Также заслуживает быть отмеченным, в качестве знаменательного памятника, воздвигнутого на этом поприще, и одно место у Квинтилиана, содержащее сжатый набросок древней истории искусств.
Квинтилиану в беседах с римскими любителями искусств удалось открыть разительное сходство между характерными чертами, равно присущими греческим художникам и римским ораторам, и, найдя тому подтверждение у знатоков и друзей искусства, он был вынужден, строя свои сравнения, при которых характер искусства каждый раз совпадал с характером времени, сам того не ведая и не желая, создать историю искусств.
«Говорят, что первыми знаменитыми живописцами, чьи произведения мы приходим смотреть не только из-за их древности, были Полигнот и Аглаофон. Их простой колорит еще и сейчас находит горячих поклонников, которые предпочитают первые, сырые работы и начинания только еще развивающегося искусства великим мастерам последующих эпох, – как мне думается, в силу своеобычного образа мыслей.
________________________________________
**ЗАДАНИЕ A**
Определите, согласуются ли с отрывком о Квинтилиане утверждения (i) Квинтилиан намеренно стремился создать историю искусств; (ii) первыми знаменитыми живописцами названы Полигнот и Аглаофон; (iii) простой колорит этих живописцев, согласно цитате, уже не находит поклонников. Для каждого ответьте «да» или «нет» и приведите решающие слова отрывка дословно.
**ЗАДАНИЕ B**
Напишите продолжение отрывка о Квинтилиане, начав сразу после его последнего предложения.
Записи взяты из другого источника.

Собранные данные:
________________________________________
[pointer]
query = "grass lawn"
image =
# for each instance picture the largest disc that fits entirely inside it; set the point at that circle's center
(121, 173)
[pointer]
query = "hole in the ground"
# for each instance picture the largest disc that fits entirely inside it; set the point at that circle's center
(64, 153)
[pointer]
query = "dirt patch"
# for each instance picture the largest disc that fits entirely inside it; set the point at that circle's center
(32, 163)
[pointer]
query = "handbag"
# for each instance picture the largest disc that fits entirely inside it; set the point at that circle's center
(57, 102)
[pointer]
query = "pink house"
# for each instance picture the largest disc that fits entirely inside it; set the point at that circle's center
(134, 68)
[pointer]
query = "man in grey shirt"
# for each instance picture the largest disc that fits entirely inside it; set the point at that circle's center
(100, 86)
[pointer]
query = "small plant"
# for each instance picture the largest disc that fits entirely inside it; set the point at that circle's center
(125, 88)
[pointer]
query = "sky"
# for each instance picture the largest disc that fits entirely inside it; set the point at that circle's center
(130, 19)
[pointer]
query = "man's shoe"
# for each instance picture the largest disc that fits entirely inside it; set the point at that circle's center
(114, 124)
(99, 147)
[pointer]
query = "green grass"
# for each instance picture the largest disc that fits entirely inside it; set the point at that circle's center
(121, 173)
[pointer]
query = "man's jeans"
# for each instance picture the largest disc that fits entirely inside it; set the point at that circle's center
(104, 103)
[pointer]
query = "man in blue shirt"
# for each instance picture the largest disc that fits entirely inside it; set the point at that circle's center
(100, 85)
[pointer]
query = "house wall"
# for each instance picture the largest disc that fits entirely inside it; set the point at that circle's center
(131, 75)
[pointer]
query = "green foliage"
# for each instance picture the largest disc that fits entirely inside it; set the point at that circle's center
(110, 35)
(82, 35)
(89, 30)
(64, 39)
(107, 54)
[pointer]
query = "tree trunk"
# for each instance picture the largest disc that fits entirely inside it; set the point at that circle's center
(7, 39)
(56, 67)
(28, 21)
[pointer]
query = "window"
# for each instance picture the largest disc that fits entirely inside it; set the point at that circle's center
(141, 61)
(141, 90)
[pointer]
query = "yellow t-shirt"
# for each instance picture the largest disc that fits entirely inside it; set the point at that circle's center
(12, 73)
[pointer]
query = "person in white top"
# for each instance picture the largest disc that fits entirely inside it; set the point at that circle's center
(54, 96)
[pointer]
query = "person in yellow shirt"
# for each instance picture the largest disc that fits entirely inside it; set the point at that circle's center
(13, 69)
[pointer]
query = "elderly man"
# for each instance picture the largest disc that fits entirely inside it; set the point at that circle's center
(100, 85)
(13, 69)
________________________________________
**ОТВЕТ К ЗАДАНИЮ A**
(i) Нет: «сам того не ведая и не желая, создать историю искусств».
(ii) Да: «первыми знаменитыми живописцами, чьи произведения мы приходим смотреть не только из-за их древности, были Полигнот и Аглаофон».
(iii) Нет: «Их простой колорит еще и сейчас находит горячих поклонников».

**ОТВЕТ К ЗАДАНИЮ B**
Позднее Зевксис и Паррасий, жившие почти в одно и то же время, оба в годы Пелопоннесской войны, сильно двинули вперед искусство. Первый будто бы открыл законы света и тени, другой же усердно занялся изучением линий. В дальнейшем Зевксис сообщил бо́льшую выразительность человеческим членам, сделав их более законченными и величественными. В этом он, как принято думать, подражал Гомеру, которому нравились могучие формы даже в женщинах. Паррасий же работал так, что заслужил название законодателя, ибо и впоследствии все считали себя обязанными подражать ему, придерживаясь тех прообразов богов и героев, которые он создал.
Так процветала живопись со времен Филиппа и до преемников Александра, представленная самыми различными талантами. До сих пор непревзойденными остались тщательность Протогенеса, вдумчивость Памфила и Мелантия, легкость Антифила, изобретательность, называемая фантазией, Феона Самосского и вдохновенное изящество Апеллеса. Евфранором же восхищаются, причисляя его к достойнейшим, ибо он соблюдал все требования искусства и был одинаково великолепен как в живописи, так и в скульптуре.
Те же самые ступени развития мы видим и в искусстве ваяния. Калон и Эгесий работали жестче, ближе к манере тосканцев, Каламид же менее сурово и еще изысканнее Мирон.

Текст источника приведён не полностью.